▶ _To do_
Exactly the lines from the start of the entries through the line with "column 27, row 57" are required in the output, with no pictures among them.

▶ _Records for this exercise_

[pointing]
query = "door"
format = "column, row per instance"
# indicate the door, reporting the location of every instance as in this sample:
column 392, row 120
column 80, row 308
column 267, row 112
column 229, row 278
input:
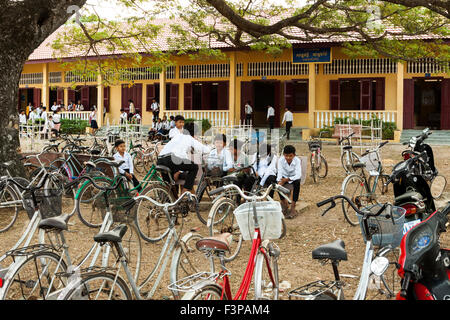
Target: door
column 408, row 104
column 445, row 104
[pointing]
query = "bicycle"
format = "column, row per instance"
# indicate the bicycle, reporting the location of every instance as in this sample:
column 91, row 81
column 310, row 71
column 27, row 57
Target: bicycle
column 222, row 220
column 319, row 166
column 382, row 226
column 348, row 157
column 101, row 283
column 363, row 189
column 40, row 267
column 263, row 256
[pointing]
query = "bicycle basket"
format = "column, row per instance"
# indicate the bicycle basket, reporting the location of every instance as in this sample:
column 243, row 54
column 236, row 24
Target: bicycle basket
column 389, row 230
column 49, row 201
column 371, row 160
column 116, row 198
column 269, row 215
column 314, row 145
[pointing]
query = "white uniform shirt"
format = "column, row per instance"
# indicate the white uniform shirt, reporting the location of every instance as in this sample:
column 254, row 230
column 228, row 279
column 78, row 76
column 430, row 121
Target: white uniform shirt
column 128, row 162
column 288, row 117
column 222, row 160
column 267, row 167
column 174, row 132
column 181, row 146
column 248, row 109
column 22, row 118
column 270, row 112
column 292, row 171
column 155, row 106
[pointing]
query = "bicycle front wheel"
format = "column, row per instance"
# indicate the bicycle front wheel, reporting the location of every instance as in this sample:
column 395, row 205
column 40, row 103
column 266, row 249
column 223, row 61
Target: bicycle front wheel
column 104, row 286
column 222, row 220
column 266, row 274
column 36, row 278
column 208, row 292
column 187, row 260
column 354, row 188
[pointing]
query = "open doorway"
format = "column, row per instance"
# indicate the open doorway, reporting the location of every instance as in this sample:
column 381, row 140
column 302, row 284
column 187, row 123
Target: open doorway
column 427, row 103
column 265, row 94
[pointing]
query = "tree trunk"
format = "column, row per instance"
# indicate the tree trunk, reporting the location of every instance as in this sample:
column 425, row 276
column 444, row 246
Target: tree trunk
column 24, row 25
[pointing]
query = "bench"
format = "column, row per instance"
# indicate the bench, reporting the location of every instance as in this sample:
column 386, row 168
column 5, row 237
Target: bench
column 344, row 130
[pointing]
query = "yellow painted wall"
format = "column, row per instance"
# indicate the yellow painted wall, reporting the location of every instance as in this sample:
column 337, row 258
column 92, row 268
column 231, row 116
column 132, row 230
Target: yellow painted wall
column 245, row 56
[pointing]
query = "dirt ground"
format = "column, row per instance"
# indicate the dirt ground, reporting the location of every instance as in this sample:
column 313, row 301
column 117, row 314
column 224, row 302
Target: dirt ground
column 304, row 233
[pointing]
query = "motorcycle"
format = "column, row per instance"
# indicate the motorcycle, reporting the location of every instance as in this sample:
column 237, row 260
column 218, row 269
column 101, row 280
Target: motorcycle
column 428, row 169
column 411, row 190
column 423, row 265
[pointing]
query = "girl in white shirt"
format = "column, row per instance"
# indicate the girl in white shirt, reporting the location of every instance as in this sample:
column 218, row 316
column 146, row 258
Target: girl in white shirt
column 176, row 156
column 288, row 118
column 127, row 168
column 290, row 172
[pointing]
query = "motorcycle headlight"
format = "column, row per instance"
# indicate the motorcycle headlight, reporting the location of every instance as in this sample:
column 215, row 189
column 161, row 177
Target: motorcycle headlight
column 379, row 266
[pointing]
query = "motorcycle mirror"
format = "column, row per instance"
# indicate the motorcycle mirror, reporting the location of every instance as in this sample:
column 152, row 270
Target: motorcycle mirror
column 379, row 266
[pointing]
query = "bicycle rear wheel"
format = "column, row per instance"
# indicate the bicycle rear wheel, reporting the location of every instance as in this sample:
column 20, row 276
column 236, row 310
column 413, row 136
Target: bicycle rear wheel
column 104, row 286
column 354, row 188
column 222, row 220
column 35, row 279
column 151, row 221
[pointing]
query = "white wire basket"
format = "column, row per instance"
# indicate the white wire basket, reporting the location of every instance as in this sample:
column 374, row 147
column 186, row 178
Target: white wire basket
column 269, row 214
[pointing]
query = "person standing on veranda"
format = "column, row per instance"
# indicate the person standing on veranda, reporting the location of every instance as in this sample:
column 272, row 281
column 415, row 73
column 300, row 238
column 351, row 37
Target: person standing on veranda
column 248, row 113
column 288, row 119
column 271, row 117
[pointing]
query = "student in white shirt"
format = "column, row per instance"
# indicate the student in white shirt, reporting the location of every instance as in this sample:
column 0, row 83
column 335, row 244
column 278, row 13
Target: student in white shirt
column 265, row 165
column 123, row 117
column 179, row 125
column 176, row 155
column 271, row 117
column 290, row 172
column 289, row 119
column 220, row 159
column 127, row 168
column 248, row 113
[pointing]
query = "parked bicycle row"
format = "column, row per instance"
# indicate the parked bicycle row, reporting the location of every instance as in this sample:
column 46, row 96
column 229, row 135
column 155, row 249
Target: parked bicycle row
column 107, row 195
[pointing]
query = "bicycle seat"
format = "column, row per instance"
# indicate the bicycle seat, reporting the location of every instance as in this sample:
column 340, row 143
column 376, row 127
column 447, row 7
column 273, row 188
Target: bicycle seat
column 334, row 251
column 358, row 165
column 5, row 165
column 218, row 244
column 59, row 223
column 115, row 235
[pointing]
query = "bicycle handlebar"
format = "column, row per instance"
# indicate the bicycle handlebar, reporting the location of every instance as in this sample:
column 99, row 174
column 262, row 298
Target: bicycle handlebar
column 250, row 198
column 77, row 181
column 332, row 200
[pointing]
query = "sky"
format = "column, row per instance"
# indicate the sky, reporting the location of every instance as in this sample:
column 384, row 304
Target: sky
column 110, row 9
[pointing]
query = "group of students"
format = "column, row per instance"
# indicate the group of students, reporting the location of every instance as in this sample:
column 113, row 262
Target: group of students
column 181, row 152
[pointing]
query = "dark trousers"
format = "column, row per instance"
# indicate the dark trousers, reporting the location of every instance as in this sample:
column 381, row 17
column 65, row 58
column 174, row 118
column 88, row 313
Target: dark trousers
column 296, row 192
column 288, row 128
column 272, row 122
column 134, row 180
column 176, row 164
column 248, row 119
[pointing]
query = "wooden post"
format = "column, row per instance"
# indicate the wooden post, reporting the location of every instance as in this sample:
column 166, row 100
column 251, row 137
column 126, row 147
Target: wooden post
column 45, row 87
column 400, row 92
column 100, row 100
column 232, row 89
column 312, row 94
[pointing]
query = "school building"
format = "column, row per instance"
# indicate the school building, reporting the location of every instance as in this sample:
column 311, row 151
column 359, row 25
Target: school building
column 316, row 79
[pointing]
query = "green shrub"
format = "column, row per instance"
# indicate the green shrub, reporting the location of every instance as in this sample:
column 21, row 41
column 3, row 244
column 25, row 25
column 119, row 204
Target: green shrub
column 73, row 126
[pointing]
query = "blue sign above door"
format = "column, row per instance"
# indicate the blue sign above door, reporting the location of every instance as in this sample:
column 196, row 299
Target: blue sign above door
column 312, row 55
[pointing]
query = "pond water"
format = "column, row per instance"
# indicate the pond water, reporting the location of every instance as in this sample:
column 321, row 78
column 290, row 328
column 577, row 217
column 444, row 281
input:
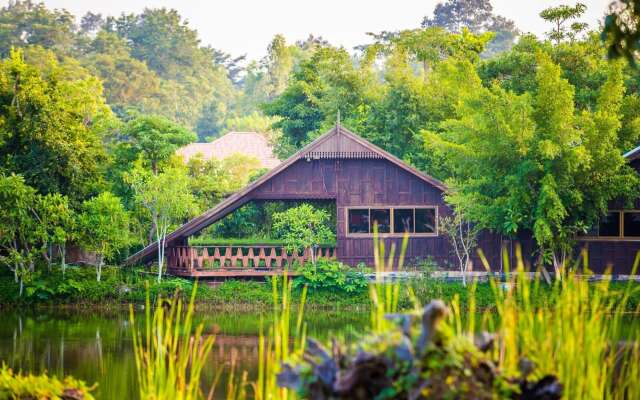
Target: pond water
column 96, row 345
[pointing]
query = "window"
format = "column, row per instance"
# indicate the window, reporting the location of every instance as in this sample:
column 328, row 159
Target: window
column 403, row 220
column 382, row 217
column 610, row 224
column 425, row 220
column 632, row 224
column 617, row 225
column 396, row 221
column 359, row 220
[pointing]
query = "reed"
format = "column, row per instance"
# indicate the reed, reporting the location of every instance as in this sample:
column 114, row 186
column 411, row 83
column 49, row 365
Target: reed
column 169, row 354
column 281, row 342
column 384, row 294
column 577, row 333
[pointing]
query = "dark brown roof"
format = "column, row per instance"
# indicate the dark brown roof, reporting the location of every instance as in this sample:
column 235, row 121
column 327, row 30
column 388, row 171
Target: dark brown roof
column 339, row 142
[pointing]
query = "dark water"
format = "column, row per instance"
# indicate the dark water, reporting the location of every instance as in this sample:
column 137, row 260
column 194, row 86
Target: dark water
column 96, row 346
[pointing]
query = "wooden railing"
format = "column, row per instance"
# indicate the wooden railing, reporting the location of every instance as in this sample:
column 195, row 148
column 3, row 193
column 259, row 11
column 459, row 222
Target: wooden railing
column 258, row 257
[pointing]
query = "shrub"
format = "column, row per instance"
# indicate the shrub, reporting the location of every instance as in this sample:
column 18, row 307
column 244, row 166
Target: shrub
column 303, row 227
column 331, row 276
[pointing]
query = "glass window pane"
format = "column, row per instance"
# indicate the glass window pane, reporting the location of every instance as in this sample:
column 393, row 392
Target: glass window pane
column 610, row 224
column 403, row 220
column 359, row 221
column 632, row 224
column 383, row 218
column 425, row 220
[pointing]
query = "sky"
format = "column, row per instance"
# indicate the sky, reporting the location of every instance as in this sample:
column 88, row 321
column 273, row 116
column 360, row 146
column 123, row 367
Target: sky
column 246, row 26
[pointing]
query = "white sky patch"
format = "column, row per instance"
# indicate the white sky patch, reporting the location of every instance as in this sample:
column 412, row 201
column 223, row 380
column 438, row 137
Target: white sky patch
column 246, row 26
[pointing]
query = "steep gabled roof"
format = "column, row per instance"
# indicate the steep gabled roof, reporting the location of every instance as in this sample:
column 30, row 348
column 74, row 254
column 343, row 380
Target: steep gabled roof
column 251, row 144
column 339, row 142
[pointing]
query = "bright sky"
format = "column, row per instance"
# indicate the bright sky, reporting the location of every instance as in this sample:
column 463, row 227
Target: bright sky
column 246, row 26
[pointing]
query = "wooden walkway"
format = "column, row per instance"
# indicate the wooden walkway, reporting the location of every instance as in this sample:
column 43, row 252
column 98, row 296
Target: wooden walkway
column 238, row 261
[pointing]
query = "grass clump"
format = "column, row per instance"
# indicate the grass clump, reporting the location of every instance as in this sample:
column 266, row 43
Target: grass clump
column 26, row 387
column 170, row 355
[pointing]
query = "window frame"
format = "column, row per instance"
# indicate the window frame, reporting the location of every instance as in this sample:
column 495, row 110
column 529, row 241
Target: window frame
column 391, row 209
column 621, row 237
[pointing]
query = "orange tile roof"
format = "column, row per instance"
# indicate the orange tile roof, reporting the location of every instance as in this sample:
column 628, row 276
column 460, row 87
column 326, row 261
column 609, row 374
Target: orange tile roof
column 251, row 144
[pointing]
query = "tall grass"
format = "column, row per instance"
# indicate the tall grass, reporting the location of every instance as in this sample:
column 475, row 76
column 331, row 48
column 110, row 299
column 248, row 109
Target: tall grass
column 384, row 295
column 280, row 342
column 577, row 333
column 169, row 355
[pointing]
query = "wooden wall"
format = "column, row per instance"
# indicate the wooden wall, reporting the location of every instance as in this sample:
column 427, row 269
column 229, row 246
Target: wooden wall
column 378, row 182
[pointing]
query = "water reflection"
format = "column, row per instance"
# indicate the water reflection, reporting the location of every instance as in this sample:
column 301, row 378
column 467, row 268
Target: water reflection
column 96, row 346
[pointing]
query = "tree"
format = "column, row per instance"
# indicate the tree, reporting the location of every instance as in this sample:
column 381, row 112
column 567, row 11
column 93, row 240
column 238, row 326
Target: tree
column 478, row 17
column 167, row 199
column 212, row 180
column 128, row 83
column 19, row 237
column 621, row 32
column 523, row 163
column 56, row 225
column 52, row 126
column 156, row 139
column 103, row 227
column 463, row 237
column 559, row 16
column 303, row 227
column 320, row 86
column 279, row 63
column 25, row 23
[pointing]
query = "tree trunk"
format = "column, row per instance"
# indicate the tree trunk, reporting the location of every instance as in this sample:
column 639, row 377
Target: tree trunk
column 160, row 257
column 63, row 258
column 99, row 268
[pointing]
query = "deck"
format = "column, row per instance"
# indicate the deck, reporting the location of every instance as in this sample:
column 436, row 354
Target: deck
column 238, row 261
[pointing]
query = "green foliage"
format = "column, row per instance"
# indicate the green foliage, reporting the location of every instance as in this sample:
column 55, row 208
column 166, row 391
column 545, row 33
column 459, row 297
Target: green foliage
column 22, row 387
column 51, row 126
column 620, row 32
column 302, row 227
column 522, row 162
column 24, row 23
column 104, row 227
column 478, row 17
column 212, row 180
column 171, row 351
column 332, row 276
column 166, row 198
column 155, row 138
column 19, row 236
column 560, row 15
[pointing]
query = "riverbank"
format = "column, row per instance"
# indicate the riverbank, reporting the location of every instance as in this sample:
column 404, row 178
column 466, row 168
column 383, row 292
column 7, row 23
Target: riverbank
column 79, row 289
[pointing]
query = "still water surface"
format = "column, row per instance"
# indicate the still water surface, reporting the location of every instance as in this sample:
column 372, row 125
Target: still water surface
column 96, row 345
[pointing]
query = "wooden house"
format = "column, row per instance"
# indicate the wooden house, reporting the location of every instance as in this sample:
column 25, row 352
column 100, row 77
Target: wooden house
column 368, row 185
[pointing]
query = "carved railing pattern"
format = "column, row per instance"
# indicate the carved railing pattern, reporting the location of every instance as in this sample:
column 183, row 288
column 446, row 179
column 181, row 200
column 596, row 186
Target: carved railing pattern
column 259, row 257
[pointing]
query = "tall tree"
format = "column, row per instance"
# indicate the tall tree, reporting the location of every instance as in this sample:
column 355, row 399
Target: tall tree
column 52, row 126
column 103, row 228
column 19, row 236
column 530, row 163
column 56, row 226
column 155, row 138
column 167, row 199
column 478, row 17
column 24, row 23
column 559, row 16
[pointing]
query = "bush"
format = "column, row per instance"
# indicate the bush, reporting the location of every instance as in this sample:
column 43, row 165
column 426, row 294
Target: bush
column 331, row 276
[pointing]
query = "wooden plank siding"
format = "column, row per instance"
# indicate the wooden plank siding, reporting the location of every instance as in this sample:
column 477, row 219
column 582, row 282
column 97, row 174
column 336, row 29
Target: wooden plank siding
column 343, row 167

▶ _Solution_
[pointing]
query = "door"
format = "column, row per instance"
# indicate the door, reporting the location of every instance as in this sample:
column 392, row 120
column 80, row 308
column 267, row 112
column 229, row 278
input:
Target: door
column 408, row 104
column 445, row 104
[pointing]
query = "bicycle"
format = "column, row per instance"
# indicate the bicycle, reporting the location of every instance as in this sample:
column 91, row 81
column 310, row 71
column 27, row 57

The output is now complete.